Given request 1:
Please summarize the thread on counting grouped rows in PostgreSQL in two sentences.

Text segment:
GROUP BY and COUNT in PostgreSQL - sql

The query:
SELECT COUNT(*) as count_all,
posts.id as post_id
FROM posts
INNER JOIN votes ON votes.post_id = posts.id
GROUP BY posts.id;
Returns n records in Postgresql:
count_all | post_id
-----------+---------
1 | 6
3 | 4
3 | 5
3 | 1
1 | 9
1 | 10
(6 rows)
I just want to retrieve the number of records returned: 6.
I used a subquery to achieve what I want, but this doesn't seem optimum:
SELECT COUNT(*) FROM (
SELECT COUNT(*) as count_all, posts.id as post_id
FROM posts
INNER JOIN votes ON votes.post_id = posts.id
GROUP BY posts.id
) as x;
How would I get the number of records in this context right in PostgreSQL?

I think you just need COUNT(DISTINCT post_id) FROM votes.
See "4.2.7. Aggregate Expressions" section in http://www.postgresql.org/docs/current/static/sql-expressions.html.
EDIT: Corrected my careless mistake per Erwin's comment.

There is also EXISTS:
SELECT count(*) AS post_ct
FROM posts p
WHERE EXISTS (SELECT FROM votes v WHERE v.post_id = p.id);
In Postgres and with multiple entries on the n-side like you probably have, it's generally faster than count(DISTINCT post_id):
SELECT count(DISTINCT p.id) AS post_ct
FROM posts p
JOIN votes v ON v.post_id = p.id;
The more rows per post there are in votes, the bigger the difference in performance. Test with EXPLAIN ANALYZE.
count(DISTINCT post_id) has to read all rows, sort or hash them, and then only consider the first per identical set. EXISTS will only scan votes (or, preferably, an index on post_id) until the first match is found.
If every post_id in votes is guaranteed to be present in the table posts (referential integrity enforced with a foreign key constraint), this short form is equivalent to the longer form:
SELECT count(DISTINCT post_id) AS post_ct
FROM votes;
May actually be faster than the EXISTS query with no or few entries per post.
The query you had works in simpler form, too:
SELECT count(*) AS post_ct
FROM (
SELECT FROM posts
JOIN votes ON votes.post_id = posts.id
GROUP BY posts.id
) sub;
Benchmark
To verify my claims I ran a benchmark on my test server with limited resources. All in a separate schema:
Test setup
Fake a typical post / vote situation:
CREATE SCHEMA y;
SET search_path = y;
CREATE TABLE posts (
id int PRIMARY KEY
, post text
);
INSERT INTO posts
SELECT g, repeat(chr(g%100 + 32), (random()* 500)::int) -- random text
FROM generate_series(1,10000) g;
DELETE FROM posts WHERE random() > 0.9; -- create ~ 10 % dead tuples
CREATE TABLE votes (
vote_id serial PRIMARY KEY
, post_id int REFERENCES posts(id)
, up_down bool
);
INSERT INTO votes (post_id, up_down)

Entries provided:
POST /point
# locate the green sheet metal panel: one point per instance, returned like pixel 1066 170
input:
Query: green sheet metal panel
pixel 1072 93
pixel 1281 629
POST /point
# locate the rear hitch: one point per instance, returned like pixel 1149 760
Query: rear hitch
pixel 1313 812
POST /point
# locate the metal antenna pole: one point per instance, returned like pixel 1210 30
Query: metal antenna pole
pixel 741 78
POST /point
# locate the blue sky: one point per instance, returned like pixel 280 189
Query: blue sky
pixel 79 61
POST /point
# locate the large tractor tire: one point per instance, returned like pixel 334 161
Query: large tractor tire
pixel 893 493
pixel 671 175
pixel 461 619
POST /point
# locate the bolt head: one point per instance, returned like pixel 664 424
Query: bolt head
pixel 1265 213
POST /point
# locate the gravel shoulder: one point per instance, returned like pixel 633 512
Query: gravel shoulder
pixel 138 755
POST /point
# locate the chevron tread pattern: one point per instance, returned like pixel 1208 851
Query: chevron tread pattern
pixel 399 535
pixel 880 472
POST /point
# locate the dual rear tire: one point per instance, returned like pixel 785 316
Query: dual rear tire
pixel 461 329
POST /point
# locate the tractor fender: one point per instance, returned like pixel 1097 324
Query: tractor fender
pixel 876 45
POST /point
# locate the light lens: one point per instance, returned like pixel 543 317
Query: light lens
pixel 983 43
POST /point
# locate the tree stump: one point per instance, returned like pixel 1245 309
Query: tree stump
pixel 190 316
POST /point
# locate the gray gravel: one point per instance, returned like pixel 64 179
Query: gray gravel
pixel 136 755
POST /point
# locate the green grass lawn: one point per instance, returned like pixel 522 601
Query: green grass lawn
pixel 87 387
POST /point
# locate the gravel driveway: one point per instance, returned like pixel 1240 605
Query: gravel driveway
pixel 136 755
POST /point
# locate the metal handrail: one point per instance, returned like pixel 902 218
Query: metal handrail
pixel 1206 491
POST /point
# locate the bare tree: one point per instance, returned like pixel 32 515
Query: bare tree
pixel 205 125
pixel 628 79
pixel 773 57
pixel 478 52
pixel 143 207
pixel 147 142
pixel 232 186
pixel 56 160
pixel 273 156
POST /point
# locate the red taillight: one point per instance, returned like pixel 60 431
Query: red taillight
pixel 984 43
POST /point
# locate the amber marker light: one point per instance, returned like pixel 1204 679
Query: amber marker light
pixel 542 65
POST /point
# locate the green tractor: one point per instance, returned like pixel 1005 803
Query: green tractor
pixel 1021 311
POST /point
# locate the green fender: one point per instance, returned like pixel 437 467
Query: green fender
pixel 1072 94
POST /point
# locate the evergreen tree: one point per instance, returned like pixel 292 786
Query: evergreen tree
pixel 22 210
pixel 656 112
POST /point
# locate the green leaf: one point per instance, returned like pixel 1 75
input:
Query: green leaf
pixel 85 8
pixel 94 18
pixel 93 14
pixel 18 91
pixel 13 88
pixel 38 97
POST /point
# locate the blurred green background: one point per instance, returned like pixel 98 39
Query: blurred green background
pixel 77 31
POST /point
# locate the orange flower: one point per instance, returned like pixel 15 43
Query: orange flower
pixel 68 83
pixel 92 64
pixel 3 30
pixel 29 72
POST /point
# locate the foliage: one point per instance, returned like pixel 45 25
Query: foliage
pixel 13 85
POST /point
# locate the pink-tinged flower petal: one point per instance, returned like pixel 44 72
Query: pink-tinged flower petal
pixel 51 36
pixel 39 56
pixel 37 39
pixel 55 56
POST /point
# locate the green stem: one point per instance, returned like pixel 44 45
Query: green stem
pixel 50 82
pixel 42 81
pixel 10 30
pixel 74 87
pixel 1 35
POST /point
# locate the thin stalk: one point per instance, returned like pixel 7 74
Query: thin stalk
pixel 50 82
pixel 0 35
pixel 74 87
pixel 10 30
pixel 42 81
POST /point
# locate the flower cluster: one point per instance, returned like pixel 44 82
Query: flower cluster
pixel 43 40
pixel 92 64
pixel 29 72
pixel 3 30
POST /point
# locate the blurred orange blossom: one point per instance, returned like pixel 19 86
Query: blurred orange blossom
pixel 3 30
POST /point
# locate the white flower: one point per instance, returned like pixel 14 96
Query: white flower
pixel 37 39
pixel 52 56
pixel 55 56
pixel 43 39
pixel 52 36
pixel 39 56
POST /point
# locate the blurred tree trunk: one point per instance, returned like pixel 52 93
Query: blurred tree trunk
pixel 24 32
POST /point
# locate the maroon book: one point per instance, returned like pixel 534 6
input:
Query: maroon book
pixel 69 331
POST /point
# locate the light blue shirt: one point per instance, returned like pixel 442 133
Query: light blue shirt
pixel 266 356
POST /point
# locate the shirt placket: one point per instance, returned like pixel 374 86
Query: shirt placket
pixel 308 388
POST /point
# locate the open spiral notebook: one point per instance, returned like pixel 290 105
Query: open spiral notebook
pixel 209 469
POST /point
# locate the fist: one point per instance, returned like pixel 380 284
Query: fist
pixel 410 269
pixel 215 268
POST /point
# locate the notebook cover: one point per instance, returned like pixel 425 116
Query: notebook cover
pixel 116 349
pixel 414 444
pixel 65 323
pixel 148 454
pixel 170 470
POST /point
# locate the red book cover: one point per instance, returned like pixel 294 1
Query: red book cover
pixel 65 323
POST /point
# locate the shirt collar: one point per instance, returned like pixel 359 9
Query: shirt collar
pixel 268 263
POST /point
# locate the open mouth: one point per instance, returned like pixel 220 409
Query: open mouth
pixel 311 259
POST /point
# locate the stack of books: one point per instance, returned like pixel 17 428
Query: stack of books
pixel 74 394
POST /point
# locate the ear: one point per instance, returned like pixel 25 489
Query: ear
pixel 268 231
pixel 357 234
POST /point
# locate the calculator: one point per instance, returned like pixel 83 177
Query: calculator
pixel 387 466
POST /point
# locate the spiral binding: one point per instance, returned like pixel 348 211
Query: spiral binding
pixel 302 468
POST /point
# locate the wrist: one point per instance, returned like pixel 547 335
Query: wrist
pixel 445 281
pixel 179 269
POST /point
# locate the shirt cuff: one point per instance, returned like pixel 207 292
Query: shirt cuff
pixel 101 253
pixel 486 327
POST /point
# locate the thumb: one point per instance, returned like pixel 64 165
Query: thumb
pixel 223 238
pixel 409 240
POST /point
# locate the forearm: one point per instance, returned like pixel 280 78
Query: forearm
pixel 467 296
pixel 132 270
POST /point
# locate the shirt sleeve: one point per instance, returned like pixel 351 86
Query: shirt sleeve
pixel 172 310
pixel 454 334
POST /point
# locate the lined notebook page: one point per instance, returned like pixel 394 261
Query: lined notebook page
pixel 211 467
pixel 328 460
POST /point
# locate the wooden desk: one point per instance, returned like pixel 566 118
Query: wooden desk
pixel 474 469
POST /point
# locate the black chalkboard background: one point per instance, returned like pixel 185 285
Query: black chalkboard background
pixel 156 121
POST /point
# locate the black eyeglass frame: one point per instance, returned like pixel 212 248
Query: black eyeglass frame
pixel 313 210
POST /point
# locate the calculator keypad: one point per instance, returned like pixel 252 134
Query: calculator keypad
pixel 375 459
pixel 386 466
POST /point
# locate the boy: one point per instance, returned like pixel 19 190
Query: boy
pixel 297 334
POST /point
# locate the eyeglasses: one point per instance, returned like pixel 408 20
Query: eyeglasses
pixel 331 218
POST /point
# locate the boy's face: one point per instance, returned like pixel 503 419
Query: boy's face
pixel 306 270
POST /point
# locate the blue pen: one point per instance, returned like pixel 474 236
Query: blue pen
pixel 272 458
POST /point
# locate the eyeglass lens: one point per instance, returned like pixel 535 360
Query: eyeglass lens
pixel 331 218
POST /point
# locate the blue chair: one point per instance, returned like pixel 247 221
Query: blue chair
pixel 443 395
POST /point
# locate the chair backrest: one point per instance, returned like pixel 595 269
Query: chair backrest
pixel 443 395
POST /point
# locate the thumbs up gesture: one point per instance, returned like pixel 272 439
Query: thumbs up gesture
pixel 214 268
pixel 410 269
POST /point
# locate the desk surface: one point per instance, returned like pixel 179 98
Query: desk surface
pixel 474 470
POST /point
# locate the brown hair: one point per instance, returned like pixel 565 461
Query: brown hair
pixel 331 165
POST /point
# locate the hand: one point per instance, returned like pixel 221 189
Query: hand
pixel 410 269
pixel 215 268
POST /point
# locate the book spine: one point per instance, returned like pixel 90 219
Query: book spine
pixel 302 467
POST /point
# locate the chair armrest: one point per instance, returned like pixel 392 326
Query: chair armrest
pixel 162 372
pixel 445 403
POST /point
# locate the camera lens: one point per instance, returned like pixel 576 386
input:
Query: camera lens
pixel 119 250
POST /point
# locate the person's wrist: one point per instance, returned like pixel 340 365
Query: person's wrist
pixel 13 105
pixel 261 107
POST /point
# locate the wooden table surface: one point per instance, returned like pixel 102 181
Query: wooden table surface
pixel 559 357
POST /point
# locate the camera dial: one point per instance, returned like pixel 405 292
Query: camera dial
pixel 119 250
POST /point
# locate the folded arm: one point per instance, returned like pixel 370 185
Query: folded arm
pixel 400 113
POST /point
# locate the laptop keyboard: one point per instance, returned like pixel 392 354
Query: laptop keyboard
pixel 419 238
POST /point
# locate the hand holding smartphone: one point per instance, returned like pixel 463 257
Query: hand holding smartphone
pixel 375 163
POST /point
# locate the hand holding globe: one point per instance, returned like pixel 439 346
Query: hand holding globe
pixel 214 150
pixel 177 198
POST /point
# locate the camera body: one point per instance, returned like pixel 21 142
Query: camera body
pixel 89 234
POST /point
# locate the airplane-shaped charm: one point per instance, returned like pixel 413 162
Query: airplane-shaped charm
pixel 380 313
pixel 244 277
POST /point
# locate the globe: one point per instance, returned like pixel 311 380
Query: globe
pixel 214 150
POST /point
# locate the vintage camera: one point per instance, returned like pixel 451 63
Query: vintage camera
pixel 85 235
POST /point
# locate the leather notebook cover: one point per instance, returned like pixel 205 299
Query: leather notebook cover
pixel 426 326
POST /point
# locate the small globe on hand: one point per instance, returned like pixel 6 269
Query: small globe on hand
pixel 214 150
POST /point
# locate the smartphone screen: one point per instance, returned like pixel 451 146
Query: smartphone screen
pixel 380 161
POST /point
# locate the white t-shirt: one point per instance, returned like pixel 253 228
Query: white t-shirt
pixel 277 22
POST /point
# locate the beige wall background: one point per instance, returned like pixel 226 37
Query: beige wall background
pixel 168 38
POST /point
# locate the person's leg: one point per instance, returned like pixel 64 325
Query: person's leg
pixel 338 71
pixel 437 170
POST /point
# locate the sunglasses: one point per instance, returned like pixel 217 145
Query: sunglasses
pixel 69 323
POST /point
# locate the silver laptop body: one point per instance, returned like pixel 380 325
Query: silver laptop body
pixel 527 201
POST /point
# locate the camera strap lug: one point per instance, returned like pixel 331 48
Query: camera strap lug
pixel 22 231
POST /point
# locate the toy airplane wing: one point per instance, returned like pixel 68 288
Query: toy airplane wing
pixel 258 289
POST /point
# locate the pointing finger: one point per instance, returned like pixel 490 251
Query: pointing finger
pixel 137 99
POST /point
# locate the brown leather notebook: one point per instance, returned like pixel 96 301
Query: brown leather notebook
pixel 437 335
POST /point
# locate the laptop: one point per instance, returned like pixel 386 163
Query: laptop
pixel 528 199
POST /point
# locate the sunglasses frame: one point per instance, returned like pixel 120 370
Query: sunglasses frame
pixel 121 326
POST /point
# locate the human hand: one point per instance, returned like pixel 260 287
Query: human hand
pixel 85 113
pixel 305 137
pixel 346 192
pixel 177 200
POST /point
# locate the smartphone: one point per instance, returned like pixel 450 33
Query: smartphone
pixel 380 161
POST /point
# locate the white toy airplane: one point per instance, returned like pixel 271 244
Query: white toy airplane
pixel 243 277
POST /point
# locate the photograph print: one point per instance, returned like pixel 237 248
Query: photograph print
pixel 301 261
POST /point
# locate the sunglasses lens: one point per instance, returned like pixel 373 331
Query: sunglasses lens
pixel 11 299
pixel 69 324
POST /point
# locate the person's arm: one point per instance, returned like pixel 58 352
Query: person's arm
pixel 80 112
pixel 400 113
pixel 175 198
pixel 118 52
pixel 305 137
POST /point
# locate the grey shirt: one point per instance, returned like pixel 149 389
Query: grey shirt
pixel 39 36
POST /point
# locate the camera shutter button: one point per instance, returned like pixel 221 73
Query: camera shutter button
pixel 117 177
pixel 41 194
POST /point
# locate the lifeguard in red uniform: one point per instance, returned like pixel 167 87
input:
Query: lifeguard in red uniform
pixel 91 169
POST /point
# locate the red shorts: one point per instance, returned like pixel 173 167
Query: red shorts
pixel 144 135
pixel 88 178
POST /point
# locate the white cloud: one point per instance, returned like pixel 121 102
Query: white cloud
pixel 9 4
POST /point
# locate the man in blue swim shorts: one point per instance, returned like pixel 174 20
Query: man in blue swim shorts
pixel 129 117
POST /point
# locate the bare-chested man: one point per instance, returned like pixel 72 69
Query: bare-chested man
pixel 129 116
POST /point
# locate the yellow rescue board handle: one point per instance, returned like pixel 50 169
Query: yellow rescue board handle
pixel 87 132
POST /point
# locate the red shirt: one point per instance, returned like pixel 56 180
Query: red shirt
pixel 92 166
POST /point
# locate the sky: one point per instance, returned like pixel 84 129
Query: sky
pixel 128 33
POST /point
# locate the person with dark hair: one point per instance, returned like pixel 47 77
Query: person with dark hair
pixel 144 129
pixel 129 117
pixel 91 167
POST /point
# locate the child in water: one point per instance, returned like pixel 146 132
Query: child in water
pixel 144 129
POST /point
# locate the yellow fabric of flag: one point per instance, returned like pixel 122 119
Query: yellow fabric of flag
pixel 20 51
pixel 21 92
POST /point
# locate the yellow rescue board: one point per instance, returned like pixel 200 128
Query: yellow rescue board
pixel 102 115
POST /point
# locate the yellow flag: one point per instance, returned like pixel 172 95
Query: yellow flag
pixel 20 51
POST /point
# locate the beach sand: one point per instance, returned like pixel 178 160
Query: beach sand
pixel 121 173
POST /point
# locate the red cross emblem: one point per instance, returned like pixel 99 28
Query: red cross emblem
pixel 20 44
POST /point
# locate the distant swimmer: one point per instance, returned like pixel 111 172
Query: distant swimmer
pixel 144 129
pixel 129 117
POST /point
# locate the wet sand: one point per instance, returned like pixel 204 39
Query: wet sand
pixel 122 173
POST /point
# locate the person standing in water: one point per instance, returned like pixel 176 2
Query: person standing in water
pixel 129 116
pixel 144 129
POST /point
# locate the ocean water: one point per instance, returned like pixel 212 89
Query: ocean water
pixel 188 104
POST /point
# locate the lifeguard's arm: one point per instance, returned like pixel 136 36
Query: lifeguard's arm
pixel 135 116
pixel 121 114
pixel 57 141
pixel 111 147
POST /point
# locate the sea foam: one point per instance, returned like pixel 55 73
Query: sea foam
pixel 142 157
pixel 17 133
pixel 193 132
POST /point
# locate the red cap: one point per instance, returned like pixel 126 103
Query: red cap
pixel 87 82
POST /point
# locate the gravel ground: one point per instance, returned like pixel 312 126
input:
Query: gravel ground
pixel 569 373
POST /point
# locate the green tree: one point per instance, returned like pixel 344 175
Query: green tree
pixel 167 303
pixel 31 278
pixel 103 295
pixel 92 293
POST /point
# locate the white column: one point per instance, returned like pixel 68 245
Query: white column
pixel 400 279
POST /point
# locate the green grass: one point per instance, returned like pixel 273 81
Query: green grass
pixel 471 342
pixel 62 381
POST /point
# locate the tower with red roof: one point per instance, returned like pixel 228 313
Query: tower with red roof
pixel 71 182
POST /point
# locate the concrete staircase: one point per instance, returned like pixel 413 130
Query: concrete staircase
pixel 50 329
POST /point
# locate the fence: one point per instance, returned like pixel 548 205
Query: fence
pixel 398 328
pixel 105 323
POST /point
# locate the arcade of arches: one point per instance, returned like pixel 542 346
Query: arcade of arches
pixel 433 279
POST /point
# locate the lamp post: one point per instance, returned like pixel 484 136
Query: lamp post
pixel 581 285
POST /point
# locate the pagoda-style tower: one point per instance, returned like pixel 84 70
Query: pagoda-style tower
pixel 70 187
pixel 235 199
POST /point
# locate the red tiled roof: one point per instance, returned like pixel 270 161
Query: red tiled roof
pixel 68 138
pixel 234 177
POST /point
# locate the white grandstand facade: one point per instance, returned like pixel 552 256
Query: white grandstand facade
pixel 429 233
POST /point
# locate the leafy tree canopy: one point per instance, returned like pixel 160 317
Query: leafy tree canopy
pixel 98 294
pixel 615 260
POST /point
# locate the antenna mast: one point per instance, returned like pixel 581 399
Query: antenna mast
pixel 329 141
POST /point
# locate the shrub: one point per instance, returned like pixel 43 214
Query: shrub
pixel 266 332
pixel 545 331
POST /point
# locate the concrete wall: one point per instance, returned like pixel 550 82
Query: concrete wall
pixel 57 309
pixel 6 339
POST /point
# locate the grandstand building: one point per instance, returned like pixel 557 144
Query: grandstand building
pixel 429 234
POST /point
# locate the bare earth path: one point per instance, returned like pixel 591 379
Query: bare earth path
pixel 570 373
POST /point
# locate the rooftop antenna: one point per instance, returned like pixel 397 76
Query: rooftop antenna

Given request 2:
Convert the entries into a Markdown table with the columns Row and Line, starting with the first line of the entries and going on through the line that contains "pixel 138 755". Number each line in Row, and leave out blank lines.

Written reply 1:
A user wants the number of rows returned by a query that groups posts joined to votes, and finds that wrapping that query in a subquery works but does not seem optimal. Replies suggest COUNT(DISTINCT post_id) on votes or an EXISTS query, which is described as generally faster when posts have many votes because it scans only until the first match is found.

Written reply 2:
| Row | Line |
|---|---|
| 1 | POST /point |
| 2 | # locate the green sheet metal panel: one point per instance, returned like pixel 1066 170 |
| 3 | input: |
| 4 | Query: green sheet metal panel |
| 5 | pixel 1072 93 |
| 6 | pixel 1281 629 |
| 7 | POST /point |
| 8 | # locate the rear hitch: one point per instance, returned like pixel 1149 760 |
| 9 | Query: rear hitch |
| 10 | pixel 1313 812 |
| 11 | POST /point |
| 12 | # locate the metal antenna pole: one point per instance, returned like pixel 1210 30 |
| 13 | Query: metal antenna pole |
| 14 | pixel 741 78 |
| 15 | POST /point |
| 16 | # locate the blue sky: one point per instance, returned like pixel 280 189 |
| 17 | Query: blue sky |
| 18 | pixel 79 61 |
| 19 | POST /point |
| 20 | # locate the large tractor tire: one point per instance, returned like pixel 334 161 |
| 21 | Query: large tractor tire |
| 22 | pixel 893 493 |
| 23 | pixel 671 175 |
| 24 | pixel 461 619 |
| 25 | POST /point |
| 26 | # locate the bolt head: one point per instance, returned like pixel 664 424 |
| 27 | Query: bolt head |
| 28 | pixel 1265 213 |
| 29 | POST /point |
| 30 | # locate the gravel shoulder: one point per instance, returned like pixel 633 512 |
| 31 | Query: gravel shoulder |
| 32 | pixel 138 755 |